→ Task instructions: Please set down every entry below exactly as given.
+---+
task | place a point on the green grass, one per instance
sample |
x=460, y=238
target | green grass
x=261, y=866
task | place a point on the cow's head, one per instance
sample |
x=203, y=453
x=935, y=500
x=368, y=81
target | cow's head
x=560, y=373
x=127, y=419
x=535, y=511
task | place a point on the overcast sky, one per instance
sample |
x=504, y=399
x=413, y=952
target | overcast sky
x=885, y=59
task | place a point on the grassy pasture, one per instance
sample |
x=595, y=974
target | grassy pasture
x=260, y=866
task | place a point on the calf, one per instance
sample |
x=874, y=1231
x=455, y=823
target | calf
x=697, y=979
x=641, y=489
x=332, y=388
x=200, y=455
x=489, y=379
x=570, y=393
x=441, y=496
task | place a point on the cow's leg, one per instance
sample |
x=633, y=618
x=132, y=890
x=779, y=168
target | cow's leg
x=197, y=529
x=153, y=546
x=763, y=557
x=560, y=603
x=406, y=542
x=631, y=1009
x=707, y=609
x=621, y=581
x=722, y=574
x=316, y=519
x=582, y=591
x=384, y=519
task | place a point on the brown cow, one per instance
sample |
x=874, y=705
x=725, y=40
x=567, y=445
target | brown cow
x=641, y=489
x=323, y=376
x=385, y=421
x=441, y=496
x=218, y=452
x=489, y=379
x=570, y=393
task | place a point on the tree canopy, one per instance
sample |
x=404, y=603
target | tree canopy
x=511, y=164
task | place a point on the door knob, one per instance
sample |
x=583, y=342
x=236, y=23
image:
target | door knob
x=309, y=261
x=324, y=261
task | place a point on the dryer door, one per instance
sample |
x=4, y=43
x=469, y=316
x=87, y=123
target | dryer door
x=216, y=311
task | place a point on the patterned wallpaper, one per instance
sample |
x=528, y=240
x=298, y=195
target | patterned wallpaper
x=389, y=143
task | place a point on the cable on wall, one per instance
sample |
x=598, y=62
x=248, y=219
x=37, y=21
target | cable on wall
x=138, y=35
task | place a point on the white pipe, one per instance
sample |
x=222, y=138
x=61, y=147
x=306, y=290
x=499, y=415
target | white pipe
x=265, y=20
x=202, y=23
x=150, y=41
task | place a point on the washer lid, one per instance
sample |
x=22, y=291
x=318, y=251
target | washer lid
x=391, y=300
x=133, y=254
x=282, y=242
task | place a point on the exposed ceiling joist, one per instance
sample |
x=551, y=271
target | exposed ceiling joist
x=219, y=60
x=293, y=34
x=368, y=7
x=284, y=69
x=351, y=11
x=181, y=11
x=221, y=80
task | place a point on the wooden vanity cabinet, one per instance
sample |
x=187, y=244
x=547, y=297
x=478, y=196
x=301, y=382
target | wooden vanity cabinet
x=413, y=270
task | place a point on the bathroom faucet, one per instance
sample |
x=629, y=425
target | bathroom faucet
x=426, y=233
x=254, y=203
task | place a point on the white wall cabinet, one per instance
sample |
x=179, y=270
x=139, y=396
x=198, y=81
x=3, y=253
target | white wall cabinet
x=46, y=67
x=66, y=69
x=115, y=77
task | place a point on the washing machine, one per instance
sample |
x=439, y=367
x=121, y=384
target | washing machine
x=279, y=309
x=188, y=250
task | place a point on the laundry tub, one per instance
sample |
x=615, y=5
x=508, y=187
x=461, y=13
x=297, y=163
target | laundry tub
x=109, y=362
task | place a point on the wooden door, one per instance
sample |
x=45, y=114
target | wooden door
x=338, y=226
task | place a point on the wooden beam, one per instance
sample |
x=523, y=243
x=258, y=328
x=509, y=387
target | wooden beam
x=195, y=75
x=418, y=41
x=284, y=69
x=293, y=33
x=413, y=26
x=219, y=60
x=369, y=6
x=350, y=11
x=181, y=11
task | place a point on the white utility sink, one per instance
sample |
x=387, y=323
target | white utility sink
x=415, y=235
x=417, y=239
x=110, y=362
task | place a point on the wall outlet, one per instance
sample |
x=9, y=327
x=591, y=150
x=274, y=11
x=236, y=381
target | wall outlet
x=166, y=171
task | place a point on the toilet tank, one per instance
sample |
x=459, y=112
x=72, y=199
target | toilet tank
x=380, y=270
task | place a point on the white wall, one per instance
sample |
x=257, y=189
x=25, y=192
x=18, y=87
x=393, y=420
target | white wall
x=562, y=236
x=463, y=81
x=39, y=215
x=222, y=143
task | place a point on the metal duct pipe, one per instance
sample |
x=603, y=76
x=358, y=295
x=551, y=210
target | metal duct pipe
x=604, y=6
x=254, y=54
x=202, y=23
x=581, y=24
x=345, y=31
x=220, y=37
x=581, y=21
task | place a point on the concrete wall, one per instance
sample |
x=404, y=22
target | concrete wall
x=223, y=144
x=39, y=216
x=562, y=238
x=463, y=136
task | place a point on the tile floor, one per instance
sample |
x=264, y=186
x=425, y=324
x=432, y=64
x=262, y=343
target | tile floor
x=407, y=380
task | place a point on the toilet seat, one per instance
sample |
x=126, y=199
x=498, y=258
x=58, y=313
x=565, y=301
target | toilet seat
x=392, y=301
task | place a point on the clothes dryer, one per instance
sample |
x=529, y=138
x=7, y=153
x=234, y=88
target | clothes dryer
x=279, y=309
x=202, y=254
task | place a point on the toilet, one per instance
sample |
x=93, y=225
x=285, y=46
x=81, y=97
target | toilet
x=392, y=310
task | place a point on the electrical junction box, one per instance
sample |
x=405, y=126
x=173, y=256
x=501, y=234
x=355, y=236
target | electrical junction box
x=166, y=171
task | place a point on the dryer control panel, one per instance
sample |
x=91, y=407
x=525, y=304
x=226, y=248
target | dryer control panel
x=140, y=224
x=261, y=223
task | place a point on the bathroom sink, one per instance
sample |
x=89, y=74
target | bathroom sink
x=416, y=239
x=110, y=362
+---+
→ Result for this task:
task | place a point on the green grass, one per instance
sample |
x=460, y=238
target | green grass
x=261, y=866
task | place a point on the cow's head, one per instance
sample |
x=203, y=453
x=935, y=500
x=368, y=81
target | cow's head
x=560, y=373
x=127, y=419
x=535, y=511
task | place a point on the overcast sky, one per instance
sample |
x=504, y=399
x=413, y=952
target | overcast sky
x=885, y=59
task | place a point on the grassy pasture, one per instance
sample |
x=595, y=974
target | grassy pasture
x=260, y=866
task | place a point on the calf, one per instance
sample |
x=874, y=1231
x=455, y=823
target | calf
x=697, y=979
x=641, y=489
x=332, y=388
x=200, y=455
x=489, y=379
x=570, y=393
x=441, y=496
task | place a point on the cow's leg, one per instance
sample |
x=633, y=618
x=132, y=890
x=779, y=168
target | cow's leg
x=197, y=529
x=153, y=546
x=763, y=557
x=560, y=603
x=406, y=542
x=631, y=1009
x=707, y=609
x=621, y=581
x=722, y=574
x=316, y=519
x=582, y=591
x=384, y=519
task | place a point on the brown cow, one per instance
sample |
x=874, y=705
x=725, y=40
x=567, y=445
target | brown cow
x=641, y=489
x=323, y=376
x=385, y=421
x=441, y=496
x=218, y=452
x=489, y=379
x=570, y=393
task | place a point on the tree canopy, one per instance
sample |
x=404, y=603
target | tree canopy
x=511, y=164
task | place a point on the door knob, one per instance
sample |
x=583, y=342
x=236, y=23
image:
target | door knob
x=309, y=261
x=324, y=261
task | place a point on the dryer door, one per instance
sample |
x=4, y=43
x=469, y=316
x=87, y=123
target | dryer door
x=216, y=311
task | place a point on the patterned wallpaper, one per instance
sample |
x=528, y=240
x=298, y=195
target | patterned wallpaper
x=389, y=143
task | place a point on the cable on wall, one per instance
sample |
x=598, y=62
x=248, y=219
x=37, y=21
target | cable on wall
x=138, y=35
task | place a point on the white pipe, one per instance
sample |
x=222, y=138
x=61, y=147
x=306, y=290
x=499, y=415
target | white pipe
x=265, y=20
x=202, y=23
x=150, y=41
task | place a point on the washer lid, one per instance
sample |
x=22, y=291
x=318, y=251
target | washer lid
x=391, y=300
x=133, y=254
x=282, y=242
task | place a point on the exposed ceiling joist, one per instance
sample |
x=551, y=271
target | exposed ceiling joist
x=219, y=60
x=293, y=34
x=368, y=7
x=284, y=69
x=351, y=11
x=181, y=11
x=221, y=80
task | place a point on the wooden vanity cabinet, one per instance
sample |
x=187, y=244
x=547, y=297
x=478, y=196
x=301, y=382
target | wooden vanity cabinet
x=413, y=270
task | place a point on the bathroom faucet, one per instance
sample |
x=629, y=425
target | bathroom faucet
x=426, y=233
x=254, y=203
task | place a point on the white wall cabinet, one per instance
sample |
x=179, y=270
x=139, y=396
x=198, y=81
x=3, y=253
target | white wall cabinet
x=46, y=67
x=66, y=69
x=115, y=77
task | place a point on the washing machine, one per instance
sample |
x=439, y=367
x=121, y=384
target | washing machine
x=279, y=309
x=188, y=250
task | place a point on the laundry tub, one per instance
sample |
x=615, y=5
x=508, y=187
x=461, y=13
x=297, y=163
target | laundry tub
x=109, y=362
task | place a point on the wooden door, one per instance
sample |
x=45, y=114
target | wooden door
x=338, y=226
task | place a point on the wooden beam, one per instance
sample |
x=523, y=243
x=258, y=328
x=509, y=387
target | wooden beam
x=195, y=75
x=418, y=41
x=284, y=69
x=293, y=33
x=413, y=26
x=219, y=60
x=369, y=6
x=350, y=11
x=181, y=11
task | place a point on the white utility sink, one per instance
sample |
x=387, y=323
target | white utility sink
x=415, y=235
x=417, y=239
x=110, y=362
task | place a point on the wall outlet, one per instance
sample |
x=9, y=327
x=591, y=150
x=274, y=11
x=236, y=381
target | wall outlet
x=166, y=171
task | place a point on the toilet tank, one per instance
sample |
x=459, y=112
x=72, y=199
target | toilet tank
x=380, y=270
task | place a point on the white wall, one per instance
sample |
x=257, y=189
x=25, y=192
x=18, y=87
x=393, y=420
target | white wall
x=562, y=236
x=463, y=81
x=39, y=215
x=222, y=143
task | place a point on the metal duct pipe, one per instance
sample |
x=603, y=76
x=358, y=295
x=551, y=210
target | metal duct pipe
x=604, y=6
x=254, y=54
x=202, y=23
x=581, y=24
x=345, y=31
x=220, y=37
x=581, y=21
task | place a point on the concrete wall, one per instance
sample |
x=404, y=22
target | concrete wall
x=223, y=144
x=39, y=216
x=562, y=238
x=463, y=136
task | place a point on the tile floor, one per instance
sample |
x=264, y=186
x=425, y=324
x=432, y=64
x=262, y=343
target | tile floor
x=407, y=380
task | place a point on the toilet seat, one per instance
sample |
x=126, y=199
x=498, y=258
x=58, y=313
x=565, y=301
target | toilet seat
x=392, y=301
task | place a point on the clothes dryer, one per instance
sample |
x=529, y=138
x=7, y=153
x=234, y=88
target | clothes dryer
x=279, y=309
x=202, y=254
task | place a point on the toilet, one per instance
sample |
x=93, y=225
x=285, y=46
x=81, y=97
target | toilet
x=392, y=310
task | place a point on the electrical junction box, one per instance
sample |
x=405, y=126
x=173, y=256
x=501, y=234
x=355, y=236
target | electrical junction box
x=166, y=171
task | place a point on the dryer control panel, one per instance
sample |
x=91, y=407
x=525, y=304
x=226, y=248
target | dryer control panel
x=140, y=224
x=261, y=223
task | place a point on the bathroom sink, one per instance
sample |
x=89, y=74
target | bathroom sink
x=416, y=239
x=110, y=362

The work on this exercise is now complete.